Yes, because I had been exposed to this kind of lifestyle as my lifestyle since childhood, well, basically birth.

No, because, how does anyone know how to be a competitive athlete?

For me it was little trickier, I wasn’t just an athlete who would compete.

I was this guy’s daughter too.

William CC Chen, he’s about a regular guy you can imagine, well, at least I thought this, until I started dating… Then I realized just what an incredible quality of a person my father actually is.  For what I understood the standard of a “normal guy” to be, it was a standard actually way above average and perhaps the reason why I prefer to be single.

Dad is quiet, hardworking, unassuming and just very laid back.

His silence can be louder than mom’s quick hand across the face, he’s just that kind of person who makes you feel with every cell in your body and nothing is worse when you have felt that you have disappointed him.

It’s his economy of words and the soul spoken from his eyes that hits you where you are meant to feel it. In all honesty, it was always easier to deal with mom’s methods of physical reinforcement.  There’s something in how dad can make you feel that sticks to you like a kind of crazy glue and it’s always better for it to feel “crazy good” than “crazy bad”.

The “crazy bad” lingers like the feeling you would imagine the action very high cholesterol takes on your health as it slowly clogs up your arteries, breaking down your internal system, weighing down your heart, muffling the beats your body fights to perform in order to keep you alive.  Perhaps I may be feeling a little emotional this morning too, but this is really the kind of impact dad really does have.
──────────
**Given exercise 1**. What is the father's name in the passage about dad?
**Given exercise 2**. Pull out every line in the rows below that contains the word "trousers". Matching is case-sensitive.

(Point annotation records)
──────────
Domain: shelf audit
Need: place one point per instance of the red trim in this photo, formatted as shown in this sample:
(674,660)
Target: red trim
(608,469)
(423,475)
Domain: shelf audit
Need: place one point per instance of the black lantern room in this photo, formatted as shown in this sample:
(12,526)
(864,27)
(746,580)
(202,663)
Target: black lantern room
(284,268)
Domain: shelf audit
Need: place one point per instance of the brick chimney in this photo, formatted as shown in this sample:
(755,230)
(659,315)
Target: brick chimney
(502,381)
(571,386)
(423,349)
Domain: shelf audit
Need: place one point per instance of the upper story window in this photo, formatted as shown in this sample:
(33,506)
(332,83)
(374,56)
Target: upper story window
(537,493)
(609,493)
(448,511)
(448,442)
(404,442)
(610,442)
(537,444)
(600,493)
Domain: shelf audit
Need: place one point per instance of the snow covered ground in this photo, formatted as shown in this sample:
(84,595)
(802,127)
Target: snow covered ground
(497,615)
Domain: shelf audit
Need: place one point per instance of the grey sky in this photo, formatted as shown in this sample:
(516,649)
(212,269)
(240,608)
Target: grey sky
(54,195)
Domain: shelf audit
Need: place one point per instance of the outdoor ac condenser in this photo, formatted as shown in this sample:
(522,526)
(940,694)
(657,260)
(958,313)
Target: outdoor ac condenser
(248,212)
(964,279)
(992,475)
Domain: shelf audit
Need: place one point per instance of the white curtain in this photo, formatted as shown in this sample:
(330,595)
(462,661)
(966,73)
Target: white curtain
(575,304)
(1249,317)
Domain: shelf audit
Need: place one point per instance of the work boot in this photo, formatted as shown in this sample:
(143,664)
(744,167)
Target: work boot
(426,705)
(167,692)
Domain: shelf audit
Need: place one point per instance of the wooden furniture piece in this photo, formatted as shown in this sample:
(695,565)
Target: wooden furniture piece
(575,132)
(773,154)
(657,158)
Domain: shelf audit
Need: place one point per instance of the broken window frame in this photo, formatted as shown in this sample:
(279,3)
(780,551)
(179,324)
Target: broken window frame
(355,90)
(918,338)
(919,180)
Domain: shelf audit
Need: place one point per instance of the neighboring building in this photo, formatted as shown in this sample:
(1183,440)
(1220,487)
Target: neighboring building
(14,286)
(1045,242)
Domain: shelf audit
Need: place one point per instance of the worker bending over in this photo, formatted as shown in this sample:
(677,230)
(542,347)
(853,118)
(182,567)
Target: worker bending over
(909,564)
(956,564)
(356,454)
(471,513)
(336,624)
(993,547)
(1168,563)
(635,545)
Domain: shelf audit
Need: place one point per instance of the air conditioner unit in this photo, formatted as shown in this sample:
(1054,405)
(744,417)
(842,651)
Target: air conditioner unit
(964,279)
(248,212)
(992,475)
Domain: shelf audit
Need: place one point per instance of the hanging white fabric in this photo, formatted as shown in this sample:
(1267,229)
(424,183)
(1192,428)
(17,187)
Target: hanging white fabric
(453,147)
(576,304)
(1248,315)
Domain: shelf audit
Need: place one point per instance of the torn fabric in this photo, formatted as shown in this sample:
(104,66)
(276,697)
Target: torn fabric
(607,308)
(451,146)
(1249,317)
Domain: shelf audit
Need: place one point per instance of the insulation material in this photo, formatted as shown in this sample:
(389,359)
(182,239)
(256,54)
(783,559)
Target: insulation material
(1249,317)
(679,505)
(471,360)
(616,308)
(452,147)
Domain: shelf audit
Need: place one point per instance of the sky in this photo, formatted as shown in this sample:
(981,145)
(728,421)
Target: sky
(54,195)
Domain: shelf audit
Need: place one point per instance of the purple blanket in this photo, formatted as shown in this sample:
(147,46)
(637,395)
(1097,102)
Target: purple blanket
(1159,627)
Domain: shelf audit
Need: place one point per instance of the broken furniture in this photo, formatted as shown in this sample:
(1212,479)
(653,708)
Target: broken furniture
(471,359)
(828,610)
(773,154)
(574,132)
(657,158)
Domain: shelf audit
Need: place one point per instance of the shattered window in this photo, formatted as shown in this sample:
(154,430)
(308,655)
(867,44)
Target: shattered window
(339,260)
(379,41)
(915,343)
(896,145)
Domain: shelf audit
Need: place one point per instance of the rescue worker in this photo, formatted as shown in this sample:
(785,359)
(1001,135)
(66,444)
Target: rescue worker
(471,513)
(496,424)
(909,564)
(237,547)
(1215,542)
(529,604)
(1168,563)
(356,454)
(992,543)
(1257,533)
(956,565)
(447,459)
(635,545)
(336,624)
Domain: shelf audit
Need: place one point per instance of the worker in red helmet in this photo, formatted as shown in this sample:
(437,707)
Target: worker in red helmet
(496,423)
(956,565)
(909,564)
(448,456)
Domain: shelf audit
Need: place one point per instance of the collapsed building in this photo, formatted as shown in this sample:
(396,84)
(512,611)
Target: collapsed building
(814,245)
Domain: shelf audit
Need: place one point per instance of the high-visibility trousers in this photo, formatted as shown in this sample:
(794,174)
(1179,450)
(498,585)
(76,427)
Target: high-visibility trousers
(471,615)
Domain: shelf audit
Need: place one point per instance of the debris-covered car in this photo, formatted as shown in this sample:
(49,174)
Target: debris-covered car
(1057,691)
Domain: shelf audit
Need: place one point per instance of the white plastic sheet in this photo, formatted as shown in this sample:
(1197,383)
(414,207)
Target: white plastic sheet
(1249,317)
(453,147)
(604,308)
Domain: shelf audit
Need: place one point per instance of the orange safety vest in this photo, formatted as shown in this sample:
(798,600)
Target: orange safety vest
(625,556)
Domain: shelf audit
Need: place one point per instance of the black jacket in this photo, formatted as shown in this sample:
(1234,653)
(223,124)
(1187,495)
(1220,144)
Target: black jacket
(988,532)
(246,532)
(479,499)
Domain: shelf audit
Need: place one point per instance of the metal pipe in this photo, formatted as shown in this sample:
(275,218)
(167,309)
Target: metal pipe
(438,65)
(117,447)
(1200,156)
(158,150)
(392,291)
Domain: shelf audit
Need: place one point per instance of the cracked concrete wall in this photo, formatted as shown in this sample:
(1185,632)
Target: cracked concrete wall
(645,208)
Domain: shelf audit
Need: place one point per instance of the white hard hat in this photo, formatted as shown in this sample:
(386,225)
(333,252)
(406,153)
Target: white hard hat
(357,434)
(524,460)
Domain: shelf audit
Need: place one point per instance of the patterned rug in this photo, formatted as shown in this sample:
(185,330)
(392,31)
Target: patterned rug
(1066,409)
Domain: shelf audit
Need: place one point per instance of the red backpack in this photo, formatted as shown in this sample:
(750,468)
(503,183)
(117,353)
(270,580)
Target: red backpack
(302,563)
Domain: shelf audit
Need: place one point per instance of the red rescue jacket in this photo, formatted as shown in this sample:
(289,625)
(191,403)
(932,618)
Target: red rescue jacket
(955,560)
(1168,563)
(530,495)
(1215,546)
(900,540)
──────────
**Task solution 1**. William CC Chen

**Task solution 2**.
Need: place one point per instance of the high-visibility trousers in this photo, formatted as shown in this sample:
Target: high-visibility trousers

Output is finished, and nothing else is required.